* _Page extract_:

+ + + +

Financial Gazette - (Harare)

July 20, 2001
Posted to the web July 20, 2001

Staff Reporter

The government, bogged down by legal and financial problems in implementing its fast-track land reforms, is now seeking a Supreme Court order to extend the seizure of white-owned commercial farms until the end of the year, it was established this week.

The commercial farms, hundreds of which are being seized every fortnight, are meant to resettle millions of landless blacks under the reforms, already declared illegal by Zimbabwe's highest court, that are spearheaded by the ruling ZANU PF party.

Party supporters and veterans from its 1970s war of independence have settled on many of the illegally acquired commercial farms to press for speedier resettlement. The internationally condemned exercise has triggered countrywide lawlessness as police continue to turn a blind eye to crimes committed by ZANU PF supporters on the farms during the occupations.

In court papers submitted this week, the government wants a Supreme Court interdict issued last December proclaiming July 1 this year as the deadline for acquiring more land for resettlement to be extended to the beginning of November.

+ + + +

* _Required actions_:
**a.** Please return the passage from the Zimbabwe land reform article, starting at "In court papers" and ending at "beginning of November.".
**b.** Write the next part of the article on Zimbabwe's farm seizures, picking up right after its final sentence.

+ + + +

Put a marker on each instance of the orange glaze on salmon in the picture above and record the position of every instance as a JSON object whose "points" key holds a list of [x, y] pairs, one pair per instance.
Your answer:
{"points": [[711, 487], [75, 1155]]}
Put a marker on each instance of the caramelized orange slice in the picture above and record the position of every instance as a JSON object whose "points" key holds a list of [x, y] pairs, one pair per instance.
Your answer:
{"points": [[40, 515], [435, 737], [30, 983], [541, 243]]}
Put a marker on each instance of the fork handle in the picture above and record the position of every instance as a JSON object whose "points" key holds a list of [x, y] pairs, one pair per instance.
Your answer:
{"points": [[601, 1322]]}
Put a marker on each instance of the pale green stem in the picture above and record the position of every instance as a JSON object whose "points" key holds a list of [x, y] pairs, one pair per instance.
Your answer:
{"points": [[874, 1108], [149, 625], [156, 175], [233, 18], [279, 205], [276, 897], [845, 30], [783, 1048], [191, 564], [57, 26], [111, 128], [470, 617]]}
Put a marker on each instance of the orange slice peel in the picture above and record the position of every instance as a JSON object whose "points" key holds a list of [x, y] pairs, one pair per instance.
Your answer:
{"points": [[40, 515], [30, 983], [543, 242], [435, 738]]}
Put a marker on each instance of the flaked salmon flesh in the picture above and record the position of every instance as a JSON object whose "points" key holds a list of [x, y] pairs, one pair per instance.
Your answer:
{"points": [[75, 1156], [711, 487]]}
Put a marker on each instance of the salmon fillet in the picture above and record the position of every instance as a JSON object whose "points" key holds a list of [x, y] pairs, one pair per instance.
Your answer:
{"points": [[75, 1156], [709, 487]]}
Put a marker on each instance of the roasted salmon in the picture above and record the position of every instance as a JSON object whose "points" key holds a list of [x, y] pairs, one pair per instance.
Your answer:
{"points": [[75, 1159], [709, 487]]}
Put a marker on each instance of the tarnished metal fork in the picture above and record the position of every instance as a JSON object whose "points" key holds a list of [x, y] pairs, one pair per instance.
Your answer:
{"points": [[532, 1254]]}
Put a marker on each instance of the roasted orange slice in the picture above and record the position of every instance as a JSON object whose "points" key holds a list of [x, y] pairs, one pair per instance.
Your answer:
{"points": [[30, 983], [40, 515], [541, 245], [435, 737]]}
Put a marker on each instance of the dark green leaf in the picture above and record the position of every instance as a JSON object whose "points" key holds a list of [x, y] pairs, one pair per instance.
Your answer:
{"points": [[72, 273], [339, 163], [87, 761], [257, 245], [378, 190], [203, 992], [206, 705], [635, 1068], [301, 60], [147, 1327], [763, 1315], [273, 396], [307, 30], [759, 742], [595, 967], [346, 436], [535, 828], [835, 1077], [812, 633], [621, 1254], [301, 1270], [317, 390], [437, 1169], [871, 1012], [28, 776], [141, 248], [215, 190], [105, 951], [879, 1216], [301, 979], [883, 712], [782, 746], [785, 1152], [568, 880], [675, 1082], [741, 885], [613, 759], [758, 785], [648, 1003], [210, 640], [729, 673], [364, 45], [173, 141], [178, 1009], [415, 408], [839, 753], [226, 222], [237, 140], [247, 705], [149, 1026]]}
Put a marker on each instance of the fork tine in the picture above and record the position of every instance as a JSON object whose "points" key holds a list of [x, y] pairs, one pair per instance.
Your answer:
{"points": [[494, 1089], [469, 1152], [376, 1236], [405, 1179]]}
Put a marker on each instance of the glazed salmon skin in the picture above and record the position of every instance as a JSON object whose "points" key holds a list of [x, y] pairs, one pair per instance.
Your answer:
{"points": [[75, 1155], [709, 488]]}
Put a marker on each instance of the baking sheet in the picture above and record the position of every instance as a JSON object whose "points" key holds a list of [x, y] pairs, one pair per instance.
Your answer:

+ + + +

* _Answers to each task_:
**a.**
In court papers submitted this week, the government wants a Supreme Court interdict issued last December proclaiming July 1 this year as the deadline for acquiring more land for resettlement to be extended to the beginning of November.

**b.**
The Supreme Court ruling had ordered the government to stop acquiring more land for resettlement by the beginning of this month and that by that date, the state should have produced a workable land reform plan and re-established law and order on farms.

Lands Minister Joseph Made, Local Government's Ignatius Chombo and Rural Resources Minister Joyce Mujuru are the applicants on behalf of the government of the urgent chamber application filed on Monday seeking to extend the deadline. The government argues that if the matter is not heard as a matter of urgency, the land acquisition exercise and the whole land reform and resettlement programme might be adversely affected.

The farmers' organisation, the Commercial Farmers' Union (CFU) which has been cited as the respondent, still has to react to the application that is set to be heard next week.

CFU lawyers Coghlan, Welsh & Guest confirmed in a letter to the Registrar of the Supreme Court that the government's application had been referred to their clients and counsel.

"You will appreciate that the record is substantial and that the matters involved in this application are of enormous consequence to Zimbabwe as a whole and to many farm owners and hundreds of thousands more people who work on the farms," the lawyers' letter reads.

The CFU has been under pressure from the government to drop all litigation on the land issue as a pre-condition for opening dialogue on land reform.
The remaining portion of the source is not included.